WHAT YOU SHOULD DO:
Count the lines in the material that contain the word "ornate" and give only that number.

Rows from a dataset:
========================================

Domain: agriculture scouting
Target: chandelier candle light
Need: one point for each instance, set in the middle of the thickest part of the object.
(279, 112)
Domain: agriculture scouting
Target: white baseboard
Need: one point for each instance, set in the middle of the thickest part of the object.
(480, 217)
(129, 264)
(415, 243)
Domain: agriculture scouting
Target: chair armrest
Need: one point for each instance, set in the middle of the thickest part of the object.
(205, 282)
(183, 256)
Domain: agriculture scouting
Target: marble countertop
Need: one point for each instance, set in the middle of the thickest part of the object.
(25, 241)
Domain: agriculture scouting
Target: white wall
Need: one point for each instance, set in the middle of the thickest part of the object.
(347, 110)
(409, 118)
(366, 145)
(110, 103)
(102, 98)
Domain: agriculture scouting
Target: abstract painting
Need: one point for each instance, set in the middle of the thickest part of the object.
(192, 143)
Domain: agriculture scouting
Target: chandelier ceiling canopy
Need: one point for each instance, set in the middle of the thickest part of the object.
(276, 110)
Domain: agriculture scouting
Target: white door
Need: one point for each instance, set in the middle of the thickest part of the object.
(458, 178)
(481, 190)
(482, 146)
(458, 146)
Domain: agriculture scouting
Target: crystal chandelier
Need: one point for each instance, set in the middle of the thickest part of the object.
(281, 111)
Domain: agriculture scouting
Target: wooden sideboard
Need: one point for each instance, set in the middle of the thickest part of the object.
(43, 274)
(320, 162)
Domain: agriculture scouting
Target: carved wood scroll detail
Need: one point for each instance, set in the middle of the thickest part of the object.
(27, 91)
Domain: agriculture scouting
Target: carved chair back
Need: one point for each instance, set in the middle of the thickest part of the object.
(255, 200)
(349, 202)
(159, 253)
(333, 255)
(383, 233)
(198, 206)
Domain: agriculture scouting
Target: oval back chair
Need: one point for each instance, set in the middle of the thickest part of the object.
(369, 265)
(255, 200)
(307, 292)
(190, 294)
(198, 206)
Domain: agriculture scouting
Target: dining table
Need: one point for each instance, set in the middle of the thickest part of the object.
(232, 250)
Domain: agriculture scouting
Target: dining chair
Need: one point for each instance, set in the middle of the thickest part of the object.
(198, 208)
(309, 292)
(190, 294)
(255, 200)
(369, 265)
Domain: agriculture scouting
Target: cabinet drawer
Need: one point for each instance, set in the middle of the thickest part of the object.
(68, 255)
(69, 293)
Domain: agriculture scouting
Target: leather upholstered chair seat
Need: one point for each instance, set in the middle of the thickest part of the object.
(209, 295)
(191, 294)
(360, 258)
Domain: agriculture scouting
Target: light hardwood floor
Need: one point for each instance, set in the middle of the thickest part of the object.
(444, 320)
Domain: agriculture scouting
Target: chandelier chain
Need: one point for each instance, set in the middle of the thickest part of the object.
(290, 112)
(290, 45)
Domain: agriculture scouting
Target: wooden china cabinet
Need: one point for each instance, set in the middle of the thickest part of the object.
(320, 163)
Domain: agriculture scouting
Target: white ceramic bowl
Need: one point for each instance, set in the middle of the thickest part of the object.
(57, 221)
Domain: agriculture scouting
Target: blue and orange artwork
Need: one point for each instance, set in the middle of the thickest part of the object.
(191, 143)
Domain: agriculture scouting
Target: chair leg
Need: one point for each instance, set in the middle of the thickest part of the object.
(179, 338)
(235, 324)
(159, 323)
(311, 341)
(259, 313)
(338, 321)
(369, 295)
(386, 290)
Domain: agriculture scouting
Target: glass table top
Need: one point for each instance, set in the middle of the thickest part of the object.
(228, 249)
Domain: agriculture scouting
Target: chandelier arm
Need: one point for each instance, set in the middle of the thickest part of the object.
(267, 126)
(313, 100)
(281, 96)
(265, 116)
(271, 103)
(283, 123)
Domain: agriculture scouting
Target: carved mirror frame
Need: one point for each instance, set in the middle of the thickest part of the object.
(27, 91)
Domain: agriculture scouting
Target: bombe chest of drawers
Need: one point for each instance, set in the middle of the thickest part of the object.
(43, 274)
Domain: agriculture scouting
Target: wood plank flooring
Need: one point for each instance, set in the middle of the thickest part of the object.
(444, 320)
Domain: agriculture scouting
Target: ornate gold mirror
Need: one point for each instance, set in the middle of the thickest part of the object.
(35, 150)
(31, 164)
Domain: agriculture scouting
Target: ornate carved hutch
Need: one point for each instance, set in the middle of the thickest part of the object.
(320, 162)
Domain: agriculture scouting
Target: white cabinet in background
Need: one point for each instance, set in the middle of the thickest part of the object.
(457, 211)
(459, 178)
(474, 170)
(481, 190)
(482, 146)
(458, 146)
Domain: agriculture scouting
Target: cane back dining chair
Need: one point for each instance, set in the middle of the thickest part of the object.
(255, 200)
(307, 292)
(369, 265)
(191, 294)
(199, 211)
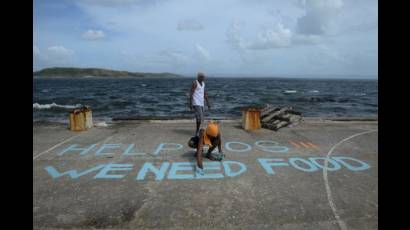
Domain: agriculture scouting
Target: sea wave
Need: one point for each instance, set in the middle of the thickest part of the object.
(54, 105)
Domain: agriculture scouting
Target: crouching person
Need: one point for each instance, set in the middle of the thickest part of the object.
(211, 137)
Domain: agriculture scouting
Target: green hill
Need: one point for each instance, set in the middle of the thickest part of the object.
(94, 72)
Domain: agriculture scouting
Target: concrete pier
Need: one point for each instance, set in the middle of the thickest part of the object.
(321, 174)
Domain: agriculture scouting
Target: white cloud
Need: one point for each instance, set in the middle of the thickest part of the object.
(189, 25)
(233, 35)
(319, 15)
(275, 37)
(52, 56)
(202, 52)
(59, 52)
(93, 34)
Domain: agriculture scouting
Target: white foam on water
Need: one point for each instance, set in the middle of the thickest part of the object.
(101, 124)
(52, 105)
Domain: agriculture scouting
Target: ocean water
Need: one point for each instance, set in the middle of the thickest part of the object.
(111, 98)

========================================

EXERCISE RESULT:
2